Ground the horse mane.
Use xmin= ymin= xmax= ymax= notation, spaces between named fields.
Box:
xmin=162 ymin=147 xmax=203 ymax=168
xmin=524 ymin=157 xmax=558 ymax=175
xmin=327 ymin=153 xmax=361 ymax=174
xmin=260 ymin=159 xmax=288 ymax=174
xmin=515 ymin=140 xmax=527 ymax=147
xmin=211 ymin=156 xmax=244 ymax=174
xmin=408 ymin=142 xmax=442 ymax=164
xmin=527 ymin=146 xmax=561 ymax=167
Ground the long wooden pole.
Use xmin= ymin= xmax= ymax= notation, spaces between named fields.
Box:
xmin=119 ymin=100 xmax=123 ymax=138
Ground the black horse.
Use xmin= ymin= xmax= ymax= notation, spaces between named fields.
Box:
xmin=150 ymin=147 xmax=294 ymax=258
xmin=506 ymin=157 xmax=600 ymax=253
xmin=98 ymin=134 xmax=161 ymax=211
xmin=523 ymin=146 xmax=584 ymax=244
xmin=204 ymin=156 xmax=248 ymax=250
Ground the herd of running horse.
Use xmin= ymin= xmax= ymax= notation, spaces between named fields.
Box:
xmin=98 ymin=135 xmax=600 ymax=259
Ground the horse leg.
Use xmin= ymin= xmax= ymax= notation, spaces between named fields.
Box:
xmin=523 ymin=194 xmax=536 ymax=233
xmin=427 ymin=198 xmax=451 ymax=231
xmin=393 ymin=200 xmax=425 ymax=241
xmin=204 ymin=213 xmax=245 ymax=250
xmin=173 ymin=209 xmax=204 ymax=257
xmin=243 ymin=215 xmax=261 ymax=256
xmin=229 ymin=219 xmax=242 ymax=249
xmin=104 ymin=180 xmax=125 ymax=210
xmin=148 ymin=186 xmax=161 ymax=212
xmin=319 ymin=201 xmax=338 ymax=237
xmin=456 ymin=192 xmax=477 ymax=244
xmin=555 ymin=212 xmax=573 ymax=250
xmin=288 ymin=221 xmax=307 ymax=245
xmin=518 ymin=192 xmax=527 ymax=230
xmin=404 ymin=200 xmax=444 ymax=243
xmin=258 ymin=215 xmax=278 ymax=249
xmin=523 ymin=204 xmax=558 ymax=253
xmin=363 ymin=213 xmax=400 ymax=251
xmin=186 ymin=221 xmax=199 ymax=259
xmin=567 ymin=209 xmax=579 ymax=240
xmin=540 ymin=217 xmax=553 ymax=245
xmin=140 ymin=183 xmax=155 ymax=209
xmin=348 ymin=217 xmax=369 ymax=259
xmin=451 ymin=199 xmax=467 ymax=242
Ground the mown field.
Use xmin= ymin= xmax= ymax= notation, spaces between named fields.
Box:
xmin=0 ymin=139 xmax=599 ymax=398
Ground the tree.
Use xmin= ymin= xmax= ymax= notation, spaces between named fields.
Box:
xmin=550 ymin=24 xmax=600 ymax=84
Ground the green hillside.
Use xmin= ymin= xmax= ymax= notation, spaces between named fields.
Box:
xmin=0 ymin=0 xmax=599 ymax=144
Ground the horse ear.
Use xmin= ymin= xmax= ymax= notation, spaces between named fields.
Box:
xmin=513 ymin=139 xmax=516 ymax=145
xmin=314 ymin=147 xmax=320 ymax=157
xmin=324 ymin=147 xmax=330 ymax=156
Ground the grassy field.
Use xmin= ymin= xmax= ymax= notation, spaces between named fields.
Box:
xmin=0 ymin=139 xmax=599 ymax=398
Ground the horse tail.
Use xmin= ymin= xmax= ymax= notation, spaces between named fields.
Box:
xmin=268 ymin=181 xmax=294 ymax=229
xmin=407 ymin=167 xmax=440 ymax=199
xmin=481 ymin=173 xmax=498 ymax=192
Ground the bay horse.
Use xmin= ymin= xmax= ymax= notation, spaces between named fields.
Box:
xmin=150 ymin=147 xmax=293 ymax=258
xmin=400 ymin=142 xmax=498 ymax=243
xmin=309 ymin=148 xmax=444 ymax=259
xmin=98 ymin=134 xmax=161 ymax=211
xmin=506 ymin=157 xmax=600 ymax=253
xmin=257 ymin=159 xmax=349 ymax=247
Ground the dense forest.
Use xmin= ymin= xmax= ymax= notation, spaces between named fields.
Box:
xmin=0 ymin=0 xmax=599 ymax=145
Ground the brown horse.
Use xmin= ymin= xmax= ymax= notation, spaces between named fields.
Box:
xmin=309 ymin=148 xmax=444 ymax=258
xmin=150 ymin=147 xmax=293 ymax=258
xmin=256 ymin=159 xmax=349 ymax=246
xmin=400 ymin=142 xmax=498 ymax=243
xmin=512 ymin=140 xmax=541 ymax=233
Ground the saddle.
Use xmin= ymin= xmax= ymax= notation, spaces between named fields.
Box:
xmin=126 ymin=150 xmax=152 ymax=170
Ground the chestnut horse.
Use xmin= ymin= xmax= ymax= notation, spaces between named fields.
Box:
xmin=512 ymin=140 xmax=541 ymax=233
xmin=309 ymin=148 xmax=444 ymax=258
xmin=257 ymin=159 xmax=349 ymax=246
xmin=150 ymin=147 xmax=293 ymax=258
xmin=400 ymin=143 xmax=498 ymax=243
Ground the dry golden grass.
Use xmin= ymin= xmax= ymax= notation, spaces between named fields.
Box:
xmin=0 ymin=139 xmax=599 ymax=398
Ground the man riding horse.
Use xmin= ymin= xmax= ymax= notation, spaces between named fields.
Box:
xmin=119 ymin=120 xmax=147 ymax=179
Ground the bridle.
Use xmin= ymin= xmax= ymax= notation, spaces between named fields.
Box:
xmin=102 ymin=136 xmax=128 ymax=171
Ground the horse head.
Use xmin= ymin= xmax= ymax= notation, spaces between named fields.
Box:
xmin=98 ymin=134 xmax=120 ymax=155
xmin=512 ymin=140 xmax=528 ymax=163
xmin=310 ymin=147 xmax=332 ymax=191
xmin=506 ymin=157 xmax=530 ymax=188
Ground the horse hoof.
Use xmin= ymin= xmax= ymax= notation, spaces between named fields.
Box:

__________________________________________________

TASK REQUIREMENTS:
Word for word, transcribe the complete listing.

ANSWER SPACE:
Ground the horse mane.
Use xmin= ymin= xmax= ymax= notation, spaces between named fields.
Box:
xmin=162 ymin=147 xmax=203 ymax=168
xmin=524 ymin=157 xmax=558 ymax=175
xmin=327 ymin=153 xmax=361 ymax=174
xmin=260 ymin=159 xmax=288 ymax=174
xmin=515 ymin=140 xmax=527 ymax=147
xmin=211 ymin=156 xmax=244 ymax=174
xmin=408 ymin=142 xmax=442 ymax=164
xmin=527 ymin=146 xmax=561 ymax=167
Ground the long wooden pole.
Use xmin= ymin= xmax= ymax= notation, spaces between named fields.
Box:
xmin=119 ymin=100 xmax=123 ymax=138
Ground the black horse.
Use xmin= ymin= xmax= ymax= notation, spaces between named fields.
Box:
xmin=150 ymin=147 xmax=294 ymax=258
xmin=506 ymin=157 xmax=600 ymax=253
xmin=98 ymin=134 xmax=161 ymax=211
xmin=523 ymin=146 xmax=584 ymax=244
xmin=204 ymin=156 xmax=248 ymax=250
Ground the herd of running horse.
Use xmin= ymin= xmax= ymax= notation, spaces between named fields.
Box:
xmin=98 ymin=135 xmax=600 ymax=259
Ground the horse leg.
Use xmin= ymin= xmax= ymax= notation, spaces between named fields.
Box:
xmin=523 ymin=194 xmax=536 ymax=233
xmin=427 ymin=198 xmax=451 ymax=231
xmin=393 ymin=200 xmax=425 ymax=241
xmin=204 ymin=213 xmax=245 ymax=250
xmin=173 ymin=209 xmax=204 ymax=257
xmin=243 ymin=215 xmax=261 ymax=256
xmin=229 ymin=219 xmax=242 ymax=249
xmin=104 ymin=180 xmax=125 ymax=210
xmin=148 ymin=186 xmax=161 ymax=212
xmin=319 ymin=201 xmax=338 ymax=237
xmin=456 ymin=192 xmax=477 ymax=244
xmin=555 ymin=212 xmax=573 ymax=250
xmin=288 ymin=221 xmax=307 ymax=245
xmin=518 ymin=192 xmax=527 ymax=230
xmin=404 ymin=200 xmax=444 ymax=243
xmin=258 ymin=215 xmax=278 ymax=249
xmin=523 ymin=204 xmax=558 ymax=253
xmin=363 ymin=213 xmax=400 ymax=251
xmin=186 ymin=221 xmax=199 ymax=259
xmin=567 ymin=209 xmax=579 ymax=240
xmin=540 ymin=217 xmax=553 ymax=245
xmin=140 ymin=183 xmax=155 ymax=209
xmin=348 ymin=217 xmax=369 ymax=259
xmin=451 ymin=199 xmax=467 ymax=242
Ground the mown field.
Use xmin= ymin= xmax= ymax= notation, spaces between named fields.
Box:
xmin=0 ymin=139 xmax=599 ymax=398
Ground the tree.
Use xmin= ymin= xmax= ymax= notation, spaces between named fields.
Box:
xmin=550 ymin=24 xmax=600 ymax=84
Ground the green hillside.
Use xmin= ymin= xmax= ymax= notation, spaces between named fields.
Box:
xmin=0 ymin=0 xmax=599 ymax=144
Ground the horse ear.
Use xmin= ymin= xmax= ymax= notation, spaces between named fields.
Box:
xmin=513 ymin=139 xmax=516 ymax=145
xmin=314 ymin=147 xmax=320 ymax=157
xmin=324 ymin=147 xmax=330 ymax=156
Ground the grassy field.
Use xmin= ymin= xmax= ymax= notation, spaces between named fields.
Box:
xmin=0 ymin=139 xmax=599 ymax=398
Ground the horse tail.
Use xmin= ymin= xmax= ymax= notation, spaces between named fields.
Box:
xmin=268 ymin=181 xmax=294 ymax=229
xmin=407 ymin=167 xmax=440 ymax=199
xmin=481 ymin=173 xmax=498 ymax=192
Ground the bay horse.
Use xmin= ymin= xmax= ymax= notation, spaces between named fields.
Box:
xmin=150 ymin=147 xmax=293 ymax=258
xmin=400 ymin=142 xmax=498 ymax=243
xmin=309 ymin=148 xmax=444 ymax=259
xmin=98 ymin=134 xmax=161 ymax=211
xmin=506 ymin=157 xmax=600 ymax=253
xmin=257 ymin=159 xmax=349 ymax=247
Ground the dense forest.
Use xmin= ymin= xmax= ymax= notation, spaces between named fields.
Box:
xmin=0 ymin=0 xmax=599 ymax=145
Ground the brown horse.
Use xmin= ymin= xmax= ymax= notation, spaces between named fields.
Box:
xmin=309 ymin=148 xmax=444 ymax=258
xmin=150 ymin=147 xmax=293 ymax=258
xmin=256 ymin=159 xmax=349 ymax=246
xmin=400 ymin=142 xmax=498 ymax=243
xmin=512 ymin=140 xmax=541 ymax=233
Ground the saddle.
Use xmin= ymin= xmax= ymax= notation, spaces between named fields.
Box:
xmin=126 ymin=150 xmax=152 ymax=170
Ground the chestnut horse.
Use xmin= ymin= xmax= ymax= notation, spaces between named fields.
Box:
xmin=512 ymin=140 xmax=541 ymax=233
xmin=309 ymin=148 xmax=444 ymax=258
xmin=257 ymin=159 xmax=349 ymax=246
xmin=150 ymin=147 xmax=293 ymax=258
xmin=400 ymin=143 xmax=498 ymax=243
Ground the dry golden grass.
Use xmin= ymin= xmax= ymax= notation, spaces between named fields.
Box:
xmin=0 ymin=139 xmax=599 ymax=398
Ground the man riding horse.
Use xmin= ymin= xmax= ymax= notation, spaces between named fields.
Box:
xmin=119 ymin=120 xmax=147 ymax=179
Ground the bridle.
Use xmin= ymin= xmax= ymax= notation, spaces between named fields.
Box:
xmin=102 ymin=136 xmax=128 ymax=171
Ground the horse head.
Use xmin= ymin= xmax= ymax= notation, spaces between named fields.
Box:
xmin=98 ymin=134 xmax=120 ymax=155
xmin=512 ymin=140 xmax=528 ymax=163
xmin=310 ymin=147 xmax=332 ymax=191
xmin=506 ymin=157 xmax=530 ymax=188
Ground the horse hoof.
Use xmin= ymin= xmax= ymax= notation, spaces between named fields.
Box:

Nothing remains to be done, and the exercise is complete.